Data to process –
"""

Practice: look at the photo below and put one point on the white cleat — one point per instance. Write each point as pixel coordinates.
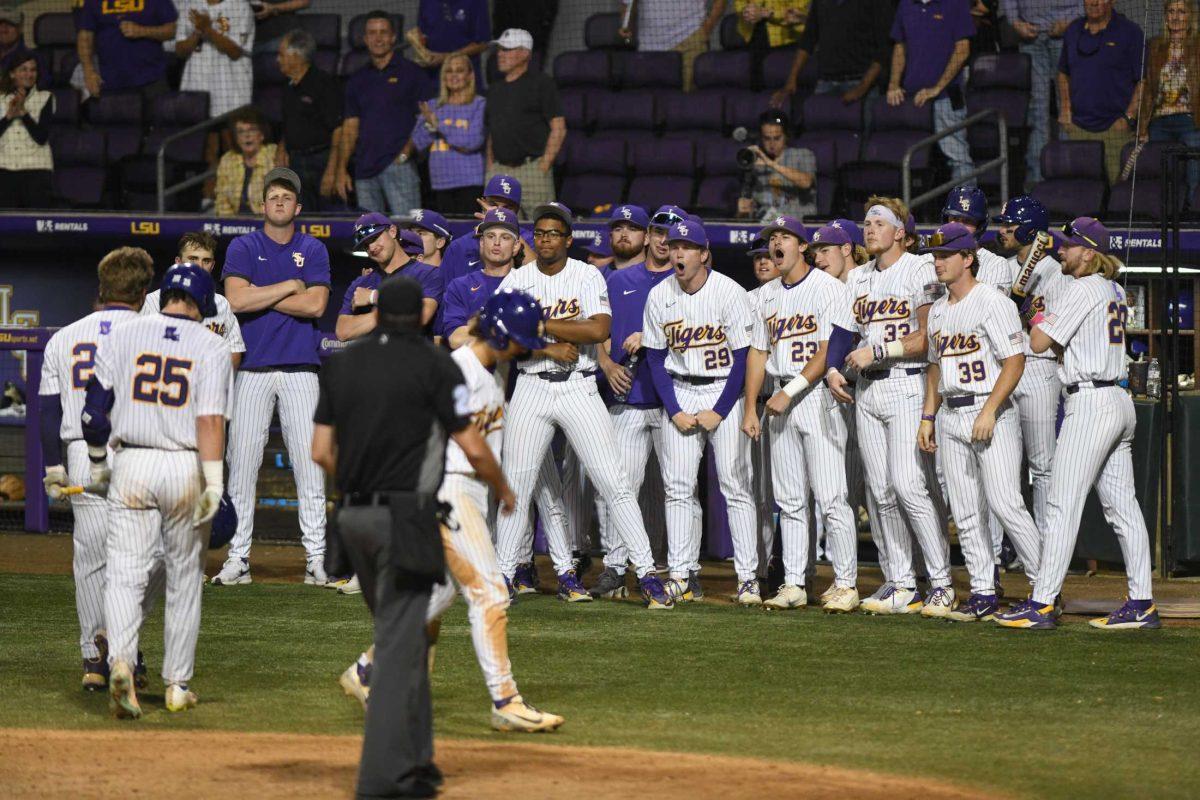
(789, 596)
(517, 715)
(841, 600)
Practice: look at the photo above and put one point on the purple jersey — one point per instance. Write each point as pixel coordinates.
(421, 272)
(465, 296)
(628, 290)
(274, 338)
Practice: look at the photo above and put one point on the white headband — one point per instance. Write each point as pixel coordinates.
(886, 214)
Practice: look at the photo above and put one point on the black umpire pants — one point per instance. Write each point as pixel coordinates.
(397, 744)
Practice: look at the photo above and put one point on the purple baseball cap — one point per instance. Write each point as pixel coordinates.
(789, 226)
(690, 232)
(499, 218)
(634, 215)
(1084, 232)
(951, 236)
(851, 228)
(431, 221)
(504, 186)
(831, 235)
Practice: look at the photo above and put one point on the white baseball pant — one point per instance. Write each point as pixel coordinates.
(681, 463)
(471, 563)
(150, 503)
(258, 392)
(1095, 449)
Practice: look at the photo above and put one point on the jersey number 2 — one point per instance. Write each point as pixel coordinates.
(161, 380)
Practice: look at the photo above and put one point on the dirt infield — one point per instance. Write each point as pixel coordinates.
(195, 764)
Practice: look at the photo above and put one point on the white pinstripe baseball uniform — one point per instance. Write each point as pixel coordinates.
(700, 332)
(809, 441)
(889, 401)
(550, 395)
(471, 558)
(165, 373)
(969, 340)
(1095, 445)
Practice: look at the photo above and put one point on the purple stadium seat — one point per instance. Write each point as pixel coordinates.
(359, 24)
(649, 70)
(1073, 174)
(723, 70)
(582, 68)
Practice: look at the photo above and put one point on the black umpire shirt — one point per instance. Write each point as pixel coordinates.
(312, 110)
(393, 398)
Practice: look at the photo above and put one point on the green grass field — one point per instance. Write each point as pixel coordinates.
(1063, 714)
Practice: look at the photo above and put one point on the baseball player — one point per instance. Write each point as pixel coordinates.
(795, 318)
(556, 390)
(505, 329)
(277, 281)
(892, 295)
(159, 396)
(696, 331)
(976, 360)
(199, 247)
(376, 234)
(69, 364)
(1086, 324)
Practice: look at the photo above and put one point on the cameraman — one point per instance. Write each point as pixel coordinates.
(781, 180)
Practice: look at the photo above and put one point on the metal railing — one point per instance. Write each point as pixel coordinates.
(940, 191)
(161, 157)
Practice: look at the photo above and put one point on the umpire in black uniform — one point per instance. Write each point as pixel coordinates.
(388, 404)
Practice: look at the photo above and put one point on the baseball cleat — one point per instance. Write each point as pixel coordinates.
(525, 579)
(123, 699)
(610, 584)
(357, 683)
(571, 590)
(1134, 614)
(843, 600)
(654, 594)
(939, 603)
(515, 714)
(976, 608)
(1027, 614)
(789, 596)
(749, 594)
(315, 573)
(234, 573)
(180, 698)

"""

Leaving out the pictures, repeat all of the entries exactly.

Answer space –
Practice: look at the photo below and put one point on the white cleat — one point per instance. Write each point as pixel coordinates.
(789, 596)
(517, 715)
(841, 600)
Practice: look at the photo above and put one point on the purple jersey — one point per instance. Write each point as pixel coordinates.
(421, 272)
(465, 296)
(628, 290)
(274, 338)
Practice: look at the photo above and put one point on the white headband — one point per instance. Write each point as pixel coordinates.
(886, 214)
Practice: look at the photo above and put one point on the black umpire pants — one point per instance. Write each point as pixel coordinates.
(397, 744)
Practice: look at the photo above and put one point on the purple baseball cap — one point per instance. Write each point as pixel coordinates.
(789, 226)
(690, 232)
(499, 218)
(634, 215)
(1084, 232)
(951, 236)
(851, 228)
(431, 221)
(504, 186)
(831, 235)
Practice: look at the photo above and put one point on the white baseball pant — one point per instance. Write each point as pixel coordinates.
(681, 463)
(471, 563)
(150, 503)
(258, 392)
(1095, 449)
Practice: look at the photo above and put one point on the jersey number 2 — one point per instance. Write each point as pixel coordinates.
(161, 380)
Practice: look at the photo above and put one point on the dirt infield — one point per instance. Write each point as pixel coordinates.
(195, 764)
Practice: look at the photo above and put one point on the white pinstripe baseball uniform — one point per instance. Write each point as pixel coordinates.
(700, 332)
(809, 441)
(889, 401)
(550, 395)
(471, 558)
(165, 373)
(969, 340)
(1095, 445)
Practice: look at the photo above and put one point on the purple stadium seat — one point per instance. Write each point as pixel coordinates.
(359, 24)
(649, 70)
(1073, 174)
(723, 70)
(582, 68)
Practice: look at the photo above and put one point on the black umpire shirt — one point per instance. Write each point as pixel coordinates.
(312, 110)
(393, 398)
Practice: look at the photo above and put one point on the green grass field — one point per instance. Write each point as pixel coordinates.
(1063, 714)
Practice: look at the photo above and put one point on the baseball player — one point per instance. Write each point as pixel coordinates.
(795, 318)
(556, 390)
(505, 329)
(277, 281)
(892, 295)
(159, 396)
(696, 331)
(976, 360)
(199, 247)
(376, 234)
(69, 364)
(1086, 324)
Practice: look at the photo above and put one point on the cameraman — one point per instance. Write each point as pixel coordinates.
(781, 180)
Practice: look at the photo above and put one point on the metal railing — one point per instance. Write each point as pixel coordinates.
(940, 191)
(161, 157)
Practice: look at the photo above and put one point on the umpire in black uniform — one point per instance. Write each point as pixel coordinates.
(388, 404)
Practice: look at the photo above and put one point on the baseball cleat — one point per instance. Write each point as pixel coordinates.
(525, 579)
(123, 699)
(610, 584)
(357, 683)
(571, 590)
(1134, 614)
(843, 600)
(654, 594)
(939, 603)
(515, 714)
(976, 608)
(1027, 614)
(789, 596)
(749, 594)
(315, 573)
(234, 573)
(180, 698)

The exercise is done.